EXTRACT TO READ -
At this stage, "she's beautiful" comments are usually said to me rather than DD anyway, and she ignores those; if someone says something directly to her like "Aren't you cute!" she'll usually look at her dress, as she still largely associates beauty with dressing up!


----------



## Viola (Feb 1, 2002)

My thoughts on this are really ambiguous and messy. There are so many complicating factors. I think mainstream physical beauty is a kind of giftedness, like being smart or athletic or musically gifted, or anything else. Even though I want my children to be smart, I don't necessarily think that promoting intelligence over beauty as more worthy, when not everyone will have a higher than average IQ for a number of reasons, including how society defines it. Of course you have to acknowledge these kinds of giftedness, and as parents we have to interact with our children in the way that helps them best navigate these complicated waters and turn out to be kind and well-adjusted adults.

Beauty as a gift seems the most nebulous, I guess because it is so subjective, and because it changes. Many children are beautiful when they are younger, like under 8, but it's difficult to know if they will garner that same attention as they get older, and probably they won't because I think people are more willing to compliment younger children than older ones in this way. And then there is what I think of as that awkward phase that lasts for a few years, and that's probably crucial with the self esteem thing.

It honestly doesn't seem to matter if you're beautiful if you believe that you are at least attractive and worthwhile. I'm sure we've all known beautiful but self-doubting people, and really confident people who were attractive and had a certain flair, but that were maybe not that conventionally pretty. That internal belief is a different thing from the external reinforcement, and that type of reinforcement can have it's own problems. So I guess just acknowledging that you think your child is beautiful, other people may think s/he is beautiful and may make comments; then there is the flip side that others might not feel the same way, they may say negative things. I think it's hard to know how to trust some of the things people say, especially if they want something from you, but I guess that is best left for a later discussion.

I think showcasing what other cultures considers beautiful is important as well. I find that my kids often have a completely different idea of what pretty is and means than I do. My older daughter and I don't agree on who we find pretty, and sometimes there are children I find breathtakingly beautiful that other people seem to overlook. When my daughter was younger, I noticed other parents in my AP/NFL circle of friends would tell their children as beautiful or cute often in the course of playing with them, and then I started doing it because I didn't want people to think I didn't think my children weren't cute. :lol But I don't remember hearing this when I grew up.

When I saw photos of myself as a baby, I thought I was cute, so I asked my mom if people thought I was, and she said yes. But basically I've been fat all my life, so it was always made very clear to me that I wasn't pretty. For some reason, a glutton for punishment, when I was definitely not pretty (like 11 or so), I asked my older sister if I was pretty and she said, "you're pretty in your own way." I knew that absolutely meant I wasn't pretty, and that the rare time my mom would say something indicating I was, that she really was lying because she was my mom.

SUPPLIED MATERIAL -
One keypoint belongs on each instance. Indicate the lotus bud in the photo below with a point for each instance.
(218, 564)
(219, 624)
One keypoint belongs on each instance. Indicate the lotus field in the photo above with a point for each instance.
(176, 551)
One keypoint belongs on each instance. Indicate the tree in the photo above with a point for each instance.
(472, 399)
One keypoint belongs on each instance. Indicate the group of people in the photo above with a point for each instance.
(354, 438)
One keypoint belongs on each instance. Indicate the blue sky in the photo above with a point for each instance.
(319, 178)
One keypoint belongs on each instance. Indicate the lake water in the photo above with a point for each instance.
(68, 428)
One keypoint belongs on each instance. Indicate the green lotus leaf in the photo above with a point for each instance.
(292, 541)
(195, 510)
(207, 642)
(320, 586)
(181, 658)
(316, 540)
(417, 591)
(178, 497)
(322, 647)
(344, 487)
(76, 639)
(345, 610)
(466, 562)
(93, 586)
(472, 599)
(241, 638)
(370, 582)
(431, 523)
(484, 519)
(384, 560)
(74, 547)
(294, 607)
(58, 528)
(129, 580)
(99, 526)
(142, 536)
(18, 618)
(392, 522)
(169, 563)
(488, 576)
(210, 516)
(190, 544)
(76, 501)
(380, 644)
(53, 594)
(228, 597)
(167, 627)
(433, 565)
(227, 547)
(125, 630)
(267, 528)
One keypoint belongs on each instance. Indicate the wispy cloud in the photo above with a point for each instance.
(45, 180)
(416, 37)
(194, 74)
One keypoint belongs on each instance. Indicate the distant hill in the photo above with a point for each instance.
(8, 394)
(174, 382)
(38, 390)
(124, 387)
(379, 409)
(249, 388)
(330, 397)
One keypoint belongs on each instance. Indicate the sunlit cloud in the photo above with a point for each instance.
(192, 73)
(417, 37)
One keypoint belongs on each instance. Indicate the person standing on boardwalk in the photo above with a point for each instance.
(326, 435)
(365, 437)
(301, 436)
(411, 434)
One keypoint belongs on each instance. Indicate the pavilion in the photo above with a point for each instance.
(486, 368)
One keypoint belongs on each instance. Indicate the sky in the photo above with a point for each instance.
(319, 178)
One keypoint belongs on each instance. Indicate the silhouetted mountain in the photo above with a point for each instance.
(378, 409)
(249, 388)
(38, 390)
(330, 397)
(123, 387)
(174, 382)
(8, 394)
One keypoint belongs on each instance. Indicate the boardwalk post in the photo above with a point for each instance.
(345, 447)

* * *

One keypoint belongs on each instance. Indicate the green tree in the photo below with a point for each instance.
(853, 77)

TASKS FOR THIS EXERCISE -
A – In the forum post about children and beauty, replace "daughter" with "child" in the passage between "I think showcasing" and "when I grew up.", inclusive, and write out the result.
B – Continue the forum post about children and beauty from its last sentence.
The records come from a different source than the post about children and beauty.

RESPONSES BY TASK -
A –
I think showcasing what other cultures considers beautiful is important as well. I find that my kids often have a completely different idea of what pretty is and means than I do. My older child and I don't agree on who we find pretty, and sometimes there are children I find breathtakingly beautiful that other people seem to overlook. When my child was younger, I noticed other parents in my AP/NFL circle of friends would tell their children as beautiful or cute often in the course of playing with them, and then I started doing it because I didn't want people to think I didn't think my children weren't cute. :lol But I don't remember hearing this when I grew up.

B –
I have tried to come to terms with not being pretty. Over the years I've tried to embrace being ugly as a powerful, self affirming kind of thing, but sometimes I really believe it and it gets me down, which just seems downright shameful considering how blessed I am in life. I take lots of photos of myself, trying to find good ones, but I don't throw away the bad ones either, and I keep the not-so-attractive ones of my children as well as the ones that I think put them in the best light, although I pretty much don't show my older daughter the ones I think she won't like, and I will delete photos if they ask me to. But just today, I showed my daughter a cell phone pic I took of her on her birthday, and I was surprised that she liked it. She thinks she is ugly, and she's not. She hates her nose, and I can understand that, but I think that she has a good nose that she will look really good on her when she grows up a bit. So I try to be honest, and she's honest back (yeah, I'm glad I don't have your nose, it has way too much cartilage in it).

Anyway, today I was taking photos of myself, for some reason, and I was looking at all the things I hate, the more recent things due to age, and I was wondering why in the heck I'm so ugly, but then I honestly did start to think that maybe I'm not, maybe there is a kind of beauty in all things. I really would like my daughters to have more confidence in how they appear to others, both physically and intellectually, because I do think it hampers your life to be so inept in the things that society values. But I think kids are least likely to believe their mothers can be objective, so I'm not sure how to handle that.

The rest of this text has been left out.